#### [Prompt]
Give the records again word for word. Leave every picture out.

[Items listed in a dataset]
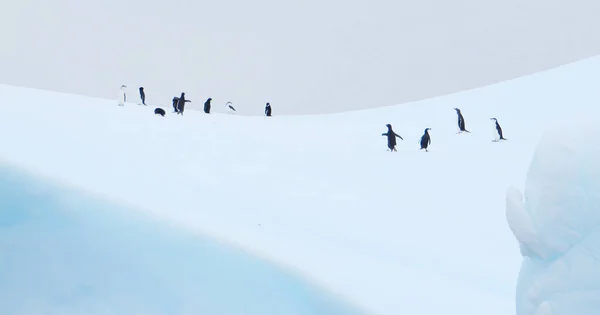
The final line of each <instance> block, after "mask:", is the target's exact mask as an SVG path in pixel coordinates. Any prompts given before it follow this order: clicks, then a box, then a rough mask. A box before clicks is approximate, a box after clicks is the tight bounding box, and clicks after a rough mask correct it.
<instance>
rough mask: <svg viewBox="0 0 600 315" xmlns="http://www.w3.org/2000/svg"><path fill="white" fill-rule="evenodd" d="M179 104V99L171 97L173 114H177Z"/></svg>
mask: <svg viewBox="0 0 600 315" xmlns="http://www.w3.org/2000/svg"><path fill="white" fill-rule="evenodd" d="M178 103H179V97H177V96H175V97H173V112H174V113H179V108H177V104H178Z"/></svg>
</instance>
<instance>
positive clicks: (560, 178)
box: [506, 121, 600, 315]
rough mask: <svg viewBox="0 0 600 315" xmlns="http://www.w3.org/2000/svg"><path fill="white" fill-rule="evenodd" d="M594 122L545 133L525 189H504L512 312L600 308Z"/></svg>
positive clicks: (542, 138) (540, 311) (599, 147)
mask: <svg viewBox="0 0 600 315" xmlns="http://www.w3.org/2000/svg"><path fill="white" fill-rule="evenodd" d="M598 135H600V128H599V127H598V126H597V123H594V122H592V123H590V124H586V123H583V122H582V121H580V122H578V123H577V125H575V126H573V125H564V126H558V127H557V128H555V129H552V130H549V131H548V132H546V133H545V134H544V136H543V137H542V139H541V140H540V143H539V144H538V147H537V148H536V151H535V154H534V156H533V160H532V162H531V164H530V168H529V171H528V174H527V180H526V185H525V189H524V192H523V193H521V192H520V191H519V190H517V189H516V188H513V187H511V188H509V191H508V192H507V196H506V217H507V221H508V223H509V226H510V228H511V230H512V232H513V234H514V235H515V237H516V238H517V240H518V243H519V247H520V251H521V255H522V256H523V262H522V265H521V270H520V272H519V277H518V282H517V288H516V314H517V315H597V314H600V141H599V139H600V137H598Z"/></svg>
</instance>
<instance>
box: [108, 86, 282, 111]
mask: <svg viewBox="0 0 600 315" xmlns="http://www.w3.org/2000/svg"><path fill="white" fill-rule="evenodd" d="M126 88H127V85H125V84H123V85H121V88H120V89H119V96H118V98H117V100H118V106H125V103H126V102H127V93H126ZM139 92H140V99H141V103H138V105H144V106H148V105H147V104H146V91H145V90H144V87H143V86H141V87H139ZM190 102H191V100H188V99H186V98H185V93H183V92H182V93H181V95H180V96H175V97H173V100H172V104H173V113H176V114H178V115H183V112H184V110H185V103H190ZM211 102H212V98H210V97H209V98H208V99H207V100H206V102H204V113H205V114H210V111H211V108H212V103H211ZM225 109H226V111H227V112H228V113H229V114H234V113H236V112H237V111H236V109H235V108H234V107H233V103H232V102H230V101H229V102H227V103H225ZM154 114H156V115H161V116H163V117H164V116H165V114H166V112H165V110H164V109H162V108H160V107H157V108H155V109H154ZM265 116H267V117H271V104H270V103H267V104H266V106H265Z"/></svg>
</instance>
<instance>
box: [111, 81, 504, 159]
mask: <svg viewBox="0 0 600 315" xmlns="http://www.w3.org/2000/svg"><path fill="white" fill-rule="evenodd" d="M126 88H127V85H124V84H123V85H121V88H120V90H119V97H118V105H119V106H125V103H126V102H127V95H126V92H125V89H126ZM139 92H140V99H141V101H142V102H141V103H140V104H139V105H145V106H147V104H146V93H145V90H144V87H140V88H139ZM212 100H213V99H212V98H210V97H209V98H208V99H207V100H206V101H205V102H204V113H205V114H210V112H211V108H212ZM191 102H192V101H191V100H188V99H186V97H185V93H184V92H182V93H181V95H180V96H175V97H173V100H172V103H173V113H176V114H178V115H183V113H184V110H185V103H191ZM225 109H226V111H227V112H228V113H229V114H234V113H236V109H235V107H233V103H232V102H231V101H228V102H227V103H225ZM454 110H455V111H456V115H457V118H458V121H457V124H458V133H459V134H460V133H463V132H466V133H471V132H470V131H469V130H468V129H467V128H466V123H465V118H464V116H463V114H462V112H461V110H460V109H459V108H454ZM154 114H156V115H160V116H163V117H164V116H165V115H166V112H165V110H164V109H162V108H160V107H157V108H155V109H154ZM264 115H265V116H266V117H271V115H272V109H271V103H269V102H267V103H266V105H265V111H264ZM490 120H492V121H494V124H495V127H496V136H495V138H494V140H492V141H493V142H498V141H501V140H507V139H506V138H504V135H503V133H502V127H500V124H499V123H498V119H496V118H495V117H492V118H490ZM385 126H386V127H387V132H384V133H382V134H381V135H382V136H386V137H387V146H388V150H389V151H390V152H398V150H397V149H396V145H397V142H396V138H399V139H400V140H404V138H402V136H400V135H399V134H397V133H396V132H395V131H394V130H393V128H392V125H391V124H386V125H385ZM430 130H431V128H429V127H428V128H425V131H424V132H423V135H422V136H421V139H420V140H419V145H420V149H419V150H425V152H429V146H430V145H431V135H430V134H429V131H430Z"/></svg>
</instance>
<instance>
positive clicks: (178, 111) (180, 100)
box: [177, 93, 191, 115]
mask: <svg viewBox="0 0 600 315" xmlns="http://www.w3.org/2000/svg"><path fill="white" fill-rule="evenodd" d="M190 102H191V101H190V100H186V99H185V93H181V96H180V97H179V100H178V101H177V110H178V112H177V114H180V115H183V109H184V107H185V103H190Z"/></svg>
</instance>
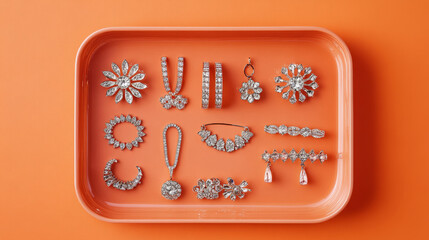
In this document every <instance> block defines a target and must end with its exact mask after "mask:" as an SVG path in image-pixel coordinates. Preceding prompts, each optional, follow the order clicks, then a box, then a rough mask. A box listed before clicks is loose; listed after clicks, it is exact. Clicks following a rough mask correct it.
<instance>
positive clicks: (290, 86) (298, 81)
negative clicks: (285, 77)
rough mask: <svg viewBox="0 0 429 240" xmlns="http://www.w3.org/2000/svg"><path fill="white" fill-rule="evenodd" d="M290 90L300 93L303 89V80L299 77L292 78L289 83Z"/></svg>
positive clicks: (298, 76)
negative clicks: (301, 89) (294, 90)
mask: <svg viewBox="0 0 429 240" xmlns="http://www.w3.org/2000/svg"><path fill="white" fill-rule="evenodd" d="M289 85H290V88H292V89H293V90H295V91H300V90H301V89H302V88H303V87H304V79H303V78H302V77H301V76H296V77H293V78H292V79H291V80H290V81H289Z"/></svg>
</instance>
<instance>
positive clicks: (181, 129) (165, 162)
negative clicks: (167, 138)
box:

#### [Solution to this task]
The final line of each <instance> block, after "mask:", is the target's exact mask as an SVG path in pixel coordinates. Any prompts given before it follow this order: clicks, then a box, then a rough mask. A box before clicks is approximate, a box after clicks is the tight bounding box, and clicks after a rough mask correct it.
<instance>
rough mask: <svg viewBox="0 0 600 315" xmlns="http://www.w3.org/2000/svg"><path fill="white" fill-rule="evenodd" d="M179 104V99L171 97L173 114H177Z"/></svg>
mask: <svg viewBox="0 0 600 315" xmlns="http://www.w3.org/2000/svg"><path fill="white" fill-rule="evenodd" d="M178 103H179V97H177V96H175V97H173V112H174V113H179V108H177V104H178Z"/></svg>
</instance>
<instance>
positive clicks: (560, 178)
box: [506, 121, 600, 315]
rough mask: <svg viewBox="0 0 600 315" xmlns="http://www.w3.org/2000/svg"><path fill="white" fill-rule="evenodd" d="M594 122L545 133L525 189H504L512 312L600 308Z"/></svg>
positive clicks: (542, 138) (540, 311) (599, 147)
mask: <svg viewBox="0 0 600 315" xmlns="http://www.w3.org/2000/svg"><path fill="white" fill-rule="evenodd" d="M598 135H600V128H599V127H598V126H597V123H594V122H592V123H590V124H586V123H583V122H582V121H580V122H578V123H577V125H575V126H573V125H564V126H558V127H557V128H555V129H552V130H549V131H548V132H546V133H545V134H544V136H543V137H542V139H541V140H540V143H539V144H538V147H537V148H536V151H535V154H534V156H533V160H532V162H531V164H530V168H529V171H528V174H527V180H526V185H525V189H524V192H523V193H521V192H520V191H519V190H517V189H516V188H513V187H511V188H509V191H508V192H507V196H506V217H507V221H508V223H509V226H510V228H511V230H512V232H513V234H514V235H515V237H516V238H517V240H518V243H519V247H520V251H521V255H522V256H523V262H522V265H521V270H520V272H519V277H518V282H517V288H516V314H517V315H597V314H600V141H599V139H600V137H598Z"/></svg>
</instance>
<instance>
box: [108, 86, 282, 111]
mask: <svg viewBox="0 0 600 315" xmlns="http://www.w3.org/2000/svg"><path fill="white" fill-rule="evenodd" d="M126 88H127V85H125V84H123V85H121V88H120V89H119V96H118V98H117V100H118V106H125V103H126V102H127V93H126ZM139 92H140V99H141V103H138V105H144V106H148V105H147V104H146V91H145V90H144V87H143V86H141V87H139ZM190 102H191V100H188V99H186V98H185V93H183V92H182V93H181V95H180V96H175V97H173V100H172V104H173V113H176V114H178V115H183V112H184V110H185V103H190ZM211 102H212V98H210V97H209V98H208V99H207V100H206V102H204V113H205V114H210V111H211V108H212V103H211ZM225 109H226V111H227V112H228V113H229V114H234V113H236V112H237V111H236V109H235V108H234V107H233V103H232V102H230V101H229V102H227V103H225ZM154 114H156V115H161V116H163V117H164V116H165V114H166V112H165V110H164V109H162V108H160V107H157V108H155V109H154ZM265 116H267V117H271V104H270V103H267V104H266V106H265Z"/></svg>
</instance>
<instance>
box: [111, 81, 504, 159]
mask: <svg viewBox="0 0 600 315" xmlns="http://www.w3.org/2000/svg"><path fill="white" fill-rule="evenodd" d="M126 88H127V85H124V84H123V85H121V88H120V90H119V97H118V105H119V106H125V103H126V102H127V95H126V92H125V89H126ZM139 92H140V99H141V101H142V102H141V103H140V104H139V105H145V106H147V104H146V93H145V90H144V87H140V88H139ZM212 100H213V99H212V98H210V97H209V98H208V99H207V100H206V101H205V102H204V113H205V114H210V112H211V108H212ZM191 102H192V101H191V100H188V99H186V97H185V93H184V92H182V93H181V95H180V96H175V97H173V100H172V103H173V113H176V114H178V115H183V113H184V110H185V103H191ZM225 109H226V111H227V112H228V113H229V114H234V113H236V109H235V107H233V103H232V102H231V101H228V102H227V103H225ZM454 110H455V111H456V115H457V118H458V121H457V124H458V133H459V134H460V133H463V132H466V133H471V132H470V131H469V130H468V129H467V128H466V123H465V118H464V116H463V114H462V112H461V110H460V109H459V108H454ZM154 114H156V115H160V116H163V117H164V116H165V115H166V112H165V110H164V109H162V108H160V107H157V108H155V109H154ZM264 115H265V116H266V117H271V115H272V109H271V103H269V102H267V103H266V105H265V111H264ZM490 120H492V121H494V124H495V127H496V136H495V138H494V140H492V141H493V142H498V141H501V140H507V139H506V138H504V135H503V133H502V127H500V124H499V123H498V119H496V118H495V117H492V118H490ZM385 126H386V127H387V132H384V133H382V134H381V135H382V136H386V137H387V146H388V150H389V151H390V152H398V150H397V149H396V145H397V142H396V138H399V139H400V140H404V138H402V136H400V135H399V134H397V133H396V132H395V131H394V130H393V128H392V125H391V124H386V125H385ZM430 130H431V128H429V127H428V128H425V131H424V132H423V135H422V136H421V139H420V140H419V145H420V149H419V150H425V152H429V146H430V145H431V135H430V134H429V131H430Z"/></svg>
</instance>
<instance>
positive clicks: (178, 111) (180, 100)
box: [177, 93, 191, 115]
mask: <svg viewBox="0 0 600 315" xmlns="http://www.w3.org/2000/svg"><path fill="white" fill-rule="evenodd" d="M190 102H191V101H190V100H186V99H185V93H181V96H180V97H179V100H178V101H177V110H178V112H177V114H180V115H183V109H184V107H185V103H190Z"/></svg>
</instance>
In this document every <instance> block defines a target and must end with its exact mask after "mask:" as an SVG path in image-pixel coordinates. Preceding prompts, each optional, follow the order clicks, then a box, then a rough mask. A box listed before clicks is loose; listed after clicks, it is exact. Clicks following a rough mask correct it.
<instance>
positive clicks: (290, 86) (298, 81)
negative clicks: (285, 77)
rough mask: <svg viewBox="0 0 429 240" xmlns="http://www.w3.org/2000/svg"><path fill="white" fill-rule="evenodd" d="M290 90L300 93L303 89V80L299 77L292 78L289 83Z"/></svg>
positive clicks: (298, 76)
negative clicks: (301, 89) (294, 90)
mask: <svg viewBox="0 0 429 240" xmlns="http://www.w3.org/2000/svg"><path fill="white" fill-rule="evenodd" d="M289 85H290V88H292V89H293V90H295V91H300V90H301V89H302V88H303V87H304V79H303V78H302V77H301V76H296V77H293V78H292V79H291V80H290V81H289Z"/></svg>
</instance>
<instance>
positive clicks: (181, 129) (165, 162)
negative clicks: (167, 138)
box:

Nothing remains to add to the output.